Page excerpt:
◆ ◆ ◆

- Drawing of Mary Barkas in 1924
- Born: 7 September 1889 Christchurch, New Zealand
- Died: 17 April 1959 (aged 69) Tapu, New Zealand
- Education: Victoria University College; King's College London; St Mary's Hospital, London; London School of Medicine for Women;
- Occupations: Psychiatrist; Physician;
- Years active: 1910s – 1932

= Mary Barkas =

New Zealand born psychiatrist and physician

Mary Rushton Barkas (7 September 1889 – 17 April 1959) was a psychiatrist, physician and author from New Zealand. She worked at the Bethlem Royal Hospital, where she was the first female house physician, and the Maudsley Hospital in London, United Kingdom.

==Early life==
Mary Rushton Barkas was born in 1889 in Christchurch, New Zealand, to Frederick Barkas, who worked at the New Zealand Loan and Mercantile Agency Company, and Amy Barkas Parker. She attended Christchurch Girls' High School and was the dux of the school in 1905. She went on to study at Victoria University College in Wellington, graduating with a BSc in 1908, and an MSc in 1910, and later studied under Carl Jung at King's College London. During the First World War, she studied medicine at St Mary's Hospital and the London School of Medicine for Women, graduating in 1918. At the outbreak of war she was in Switzerland on a tramping trip; it took several weeks to return to London. In 1922, Barkas travelled to Vienna to study for a graduate diploma, where she worked under Otto Rank.

==Career==
In 1919, Barkas became the first female house physician at the Bethlem Royal Hospital. In 1923, Barkas was one of four full-time psychiatrists employed at the newly opened Maudsley Hospital, and she worked there until 1927. Her work focused upon organic psychiatry, psychoanalysis and child psychiatry, and she described the hospital as a "shelter and refuge" which offered "complete protection and satisfaction of all needs." From 1928 to 1933, Barkas worked as a Medical Superintendent at The Lawn Hospital in Lincoln. In this role, Barkas helped to reduce the expenditure of the hospital.

After her father died in 1932, Barkas retired and returned to New Zealand. She moved to Tapu, and studied Chinese philosophy. In 1937, she wrote the feminist book Wages for Wives, which challenged the stereotypical views of working women in New Zealand. In the same year, she was one of 15 psychologists who provided references for Arthur Segal's application for a British work permit.

==Death==
Barkas died at Tapu near Thames on 17 April 1959, and was cremated at Purewa Cemetery on 20 April, although some accounts suggest she died in 1961.

◆ ◆ ◆

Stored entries
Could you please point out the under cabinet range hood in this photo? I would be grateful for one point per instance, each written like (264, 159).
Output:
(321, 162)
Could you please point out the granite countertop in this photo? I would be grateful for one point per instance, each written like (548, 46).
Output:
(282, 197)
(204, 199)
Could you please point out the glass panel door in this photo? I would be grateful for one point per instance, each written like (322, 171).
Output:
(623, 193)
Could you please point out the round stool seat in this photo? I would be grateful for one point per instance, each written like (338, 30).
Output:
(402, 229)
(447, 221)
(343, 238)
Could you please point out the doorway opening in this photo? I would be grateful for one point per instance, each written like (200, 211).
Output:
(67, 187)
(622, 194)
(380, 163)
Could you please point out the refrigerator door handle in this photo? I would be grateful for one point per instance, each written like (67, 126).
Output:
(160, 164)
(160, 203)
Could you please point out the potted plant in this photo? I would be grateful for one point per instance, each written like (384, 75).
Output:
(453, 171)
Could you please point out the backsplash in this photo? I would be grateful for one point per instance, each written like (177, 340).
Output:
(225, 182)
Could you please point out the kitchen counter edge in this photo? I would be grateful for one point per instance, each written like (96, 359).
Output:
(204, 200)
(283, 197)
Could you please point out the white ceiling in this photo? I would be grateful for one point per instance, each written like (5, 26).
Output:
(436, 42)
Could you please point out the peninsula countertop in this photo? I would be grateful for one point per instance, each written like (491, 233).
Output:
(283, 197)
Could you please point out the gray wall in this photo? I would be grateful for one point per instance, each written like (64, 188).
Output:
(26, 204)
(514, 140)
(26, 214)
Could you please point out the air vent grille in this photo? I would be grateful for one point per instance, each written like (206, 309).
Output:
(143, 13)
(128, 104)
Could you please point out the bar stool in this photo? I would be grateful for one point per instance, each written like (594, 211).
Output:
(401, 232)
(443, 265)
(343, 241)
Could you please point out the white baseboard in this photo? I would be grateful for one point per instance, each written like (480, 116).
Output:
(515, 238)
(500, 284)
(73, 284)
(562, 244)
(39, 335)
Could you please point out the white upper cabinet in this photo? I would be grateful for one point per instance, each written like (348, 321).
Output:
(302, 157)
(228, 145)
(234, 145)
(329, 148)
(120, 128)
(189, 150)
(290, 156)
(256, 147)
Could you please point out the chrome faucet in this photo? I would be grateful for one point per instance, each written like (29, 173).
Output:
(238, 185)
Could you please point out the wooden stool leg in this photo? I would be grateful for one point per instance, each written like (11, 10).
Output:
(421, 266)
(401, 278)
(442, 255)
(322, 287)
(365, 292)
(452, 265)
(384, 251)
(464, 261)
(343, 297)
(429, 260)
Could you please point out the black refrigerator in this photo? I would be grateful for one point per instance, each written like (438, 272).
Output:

◆ ◆ ◆

About this exercise:
According to the biography of Mary Barkas, what was the title of the feminist book she wrote in 1937?

Response for this exercise:
Wages for Wives